Rows from a pointing dataset

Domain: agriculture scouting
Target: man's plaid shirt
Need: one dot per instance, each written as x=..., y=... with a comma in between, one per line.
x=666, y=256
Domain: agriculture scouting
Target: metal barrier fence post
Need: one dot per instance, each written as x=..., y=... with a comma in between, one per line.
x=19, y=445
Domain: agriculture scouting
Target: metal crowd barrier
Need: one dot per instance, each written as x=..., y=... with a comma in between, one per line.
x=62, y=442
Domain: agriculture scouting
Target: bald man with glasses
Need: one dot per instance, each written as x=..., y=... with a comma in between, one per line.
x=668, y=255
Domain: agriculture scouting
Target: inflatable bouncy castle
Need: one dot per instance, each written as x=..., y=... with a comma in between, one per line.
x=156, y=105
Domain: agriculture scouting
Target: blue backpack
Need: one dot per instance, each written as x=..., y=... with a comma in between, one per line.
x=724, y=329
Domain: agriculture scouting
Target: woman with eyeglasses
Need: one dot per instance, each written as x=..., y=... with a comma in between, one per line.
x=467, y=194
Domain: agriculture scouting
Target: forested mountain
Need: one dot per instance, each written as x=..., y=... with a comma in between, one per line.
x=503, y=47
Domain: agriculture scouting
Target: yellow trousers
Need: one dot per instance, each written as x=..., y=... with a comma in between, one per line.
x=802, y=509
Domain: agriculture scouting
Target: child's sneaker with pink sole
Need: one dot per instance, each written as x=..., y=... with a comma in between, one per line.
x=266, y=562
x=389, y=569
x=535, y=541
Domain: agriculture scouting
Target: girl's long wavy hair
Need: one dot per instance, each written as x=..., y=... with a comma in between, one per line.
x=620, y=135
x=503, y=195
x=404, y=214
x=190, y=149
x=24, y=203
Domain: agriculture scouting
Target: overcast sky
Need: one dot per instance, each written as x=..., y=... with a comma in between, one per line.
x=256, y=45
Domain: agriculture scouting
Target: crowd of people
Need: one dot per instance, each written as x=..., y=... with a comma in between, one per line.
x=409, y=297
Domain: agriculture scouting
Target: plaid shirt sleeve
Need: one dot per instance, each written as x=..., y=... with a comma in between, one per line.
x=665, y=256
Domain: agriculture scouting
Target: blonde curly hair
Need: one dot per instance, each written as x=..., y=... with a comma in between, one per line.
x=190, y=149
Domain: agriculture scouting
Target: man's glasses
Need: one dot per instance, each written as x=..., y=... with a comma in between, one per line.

» **Stated goal**
Provide an exact reproduction of all the entries shown above.

» **In response**
Domain: agriculture scouting
Target: man's plaid shirt
Need: one dot per instance, each written as x=..., y=... with a comma in between, one per line.
x=666, y=256
Domain: agriculture scouting
Target: metal barrier fence post
Need: one dot per instance, each written as x=..., y=... with a comma in between, one per line.
x=19, y=445
Domain: agriculture scouting
Target: metal crowd barrier
Need: one dot per instance, each written as x=..., y=... with a comma in between, one per line.
x=62, y=442
Domain: agriculture scouting
Target: bald man with glasses
Need: one dot per instance, each written as x=..., y=... with a comma in between, one per line.
x=668, y=255
Domain: agriculture scouting
Target: inflatable bouncy castle
Need: one dot per instance, each written as x=..., y=... with a comma in between, one per line.
x=156, y=105
Domain: agriculture scouting
Target: blue backpack
Need: one dot per instance, each written as x=..., y=... with a comma in between, one per line.
x=724, y=329
Domain: agriculture scouting
Target: woman with eyeglasses
Need: one dot per instance, each written as x=..., y=... with a comma in between, one per line.
x=467, y=194
Domain: agriculture scouting
Target: forested mountain
Need: one dot per instance, each written as x=..., y=... with a comma in between, one per line.
x=503, y=47
Domain: agriculture scouting
Target: yellow trousers
Need: one dot per instance, each written as x=..., y=... with a comma in between, one per line.
x=802, y=509
Domain: agriculture scouting
Target: child's sneaker with pink sole
Need: one dot per instance, each written as x=..., y=... with a comma in between, one per line.
x=266, y=562
x=389, y=569
x=535, y=541
Domain: agriculture scouting
Target: girl's long wavy hair
Need: one dot per instance, each written as x=..., y=... with a comma in between, one per line.
x=620, y=135
x=503, y=195
x=404, y=214
x=190, y=149
x=24, y=203
Domain: agriculture scouting
Target: overcast sky
Need: one dot per instance, each written as x=..., y=... with a comma in between, one per line.
x=256, y=45
Domain: agriculture scouting
Target: crowd of people
Need: one dot per instance, each written as x=..., y=... with a comma in between, one per line.
x=409, y=297
Domain: agriculture scouting
Target: plaid shirt sleeve
Need: one dot per instance, each written as x=..., y=... with a comma in between, one per line.
x=665, y=256
Domain: agriculture scouting
Target: blonde curly hair
Need: one dot per instance, each written as x=..., y=... with a comma in between, one per line.
x=190, y=149
Domain: agriculture scouting
Target: man's glasses
Need: one dot per instance, each written as x=..., y=... with a comma in between, one per line.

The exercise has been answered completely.